Selected text:
If persistent foot or ankle pain is a problem for you, custom orthotics may very well be part of the solution.
Custom orthotics are tools we often turn to when structural abnormalities in a patient’s feet are connected to a source of pain or discomfort, or when the way that forces are distributed across their feet need to be adjusted in some way.
Why do we recommend orthotics so often? Because they are very effective! While custom orthotics are not part of every treatment plan (no one treatment ever is), they have helped many patients achieve improved mobility and quality of life.
What Do Custom Orthotics Do?
The musculoskeletal structure of the foot is very important, not only for supporting the weight of the body, but also allowing it to move efficiently. There are a ton of moving parts working in tandem to get the job done.
However, if there is an abnormality in the structure of the foot, it can throw off the way that weight and forces are applied to muscles and joints throughout the body. Problems such as flat feet, overpronation, or high arches can lead to an excess amount of pressure being centered in areas that were not built to endure them, increasing the potential for strain and injury.
As the body tries to adjust to abnormal shifts in movement, it can lead to strain in the legs, knees, hips, or lower back as well—not just the feet!
Custom orthotics alleviate these symptoms by addressing the fundamental irregularity in structure. They typically come in the form of inserts that are inserted into the shoes. They provide exact amounts of cushioning and corrective support to maintain greater stability and shift excess pressure away from vulnerable areas.
What custom orthotics do not do is permanently “fix” the structural abnormality. Surgery is the only treatment that can do so in most cases, but custom orthotics can provide a conservative means of finding relief.

Prompt A: Please condense the paragraph in the custom orthotics text that begins "Custom orthotics alleviate these symptoms" into a short bulleted list that keeps its main facts.
Prompt B: Write the next part of the custom orthotics text, picking up right after its final sentence.

[Photo-based referring expression listing]
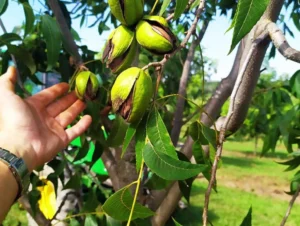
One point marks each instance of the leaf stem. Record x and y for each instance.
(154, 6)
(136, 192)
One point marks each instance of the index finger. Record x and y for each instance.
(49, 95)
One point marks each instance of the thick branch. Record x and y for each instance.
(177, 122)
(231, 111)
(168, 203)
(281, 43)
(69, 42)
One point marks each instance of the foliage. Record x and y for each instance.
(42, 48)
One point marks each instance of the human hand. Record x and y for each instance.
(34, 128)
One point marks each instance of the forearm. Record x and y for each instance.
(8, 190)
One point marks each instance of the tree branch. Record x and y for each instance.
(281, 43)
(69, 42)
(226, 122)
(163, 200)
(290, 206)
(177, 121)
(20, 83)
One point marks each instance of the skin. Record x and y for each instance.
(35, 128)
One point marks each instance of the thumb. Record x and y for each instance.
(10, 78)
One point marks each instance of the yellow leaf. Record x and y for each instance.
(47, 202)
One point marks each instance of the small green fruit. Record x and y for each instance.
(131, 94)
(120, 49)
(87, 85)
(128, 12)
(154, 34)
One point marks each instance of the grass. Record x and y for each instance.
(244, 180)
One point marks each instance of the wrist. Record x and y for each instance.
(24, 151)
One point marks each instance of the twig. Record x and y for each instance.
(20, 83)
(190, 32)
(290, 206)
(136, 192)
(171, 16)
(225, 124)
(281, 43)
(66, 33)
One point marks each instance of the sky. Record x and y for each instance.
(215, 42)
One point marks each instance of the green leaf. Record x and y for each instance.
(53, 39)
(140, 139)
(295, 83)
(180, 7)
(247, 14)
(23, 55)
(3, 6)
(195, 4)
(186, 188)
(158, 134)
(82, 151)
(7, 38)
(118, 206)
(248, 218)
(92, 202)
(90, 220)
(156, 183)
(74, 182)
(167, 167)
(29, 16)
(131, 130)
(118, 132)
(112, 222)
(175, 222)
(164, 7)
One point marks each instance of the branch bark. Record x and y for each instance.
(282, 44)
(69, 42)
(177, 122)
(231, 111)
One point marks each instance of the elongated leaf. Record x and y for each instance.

Answer A:
- Custom orthotics ease symptoms by addressing the underlying structural irregularity.
- They usually come as inserts placed in the shoes.
- They give exact amounts of cushioning and corrective support.
- This support improves stability and moves excess pressure away from vulnerable areas.

Answer B:
How Are Custom Orthotics Prescribed?
“Prescribed” is the correct term here. Custom orthotics are designed specifically to the shape of an individual patient’s feet, much like prescription glasses are designed specifically for one person’s eyes.
Before we ever recommend custom orthotics (or any other form of treatment), though, we must ensure we understand the root of the problem. That requires a thorough examination, which may include asking you questions about how your symptoms are affecting your life.
If we determine that custom orthotics would be right for your treatment plan, we then capture the shape of your feet, either through a mold or imaging. Our specific prescription for your orthotics accompanies this information to a lab where your orthotics are made.
A Few Things to Know
Once your orthotics return from the lab, we make sure they fit you well. However, there is still a break-in period. We’ll provide you with direction for when and how often to wear your orthotics, gradually increasing the amount of time you spend in them daily over the first few weeks. This helps ensure you adjust to your orthotics properly, with minimal discomfort.
It is also possible that further small adjustments to the orthotics will be necessary as you get used to them. If you feel discomfort that is unexpected, or pain continues past a certain period of time, let us know right away!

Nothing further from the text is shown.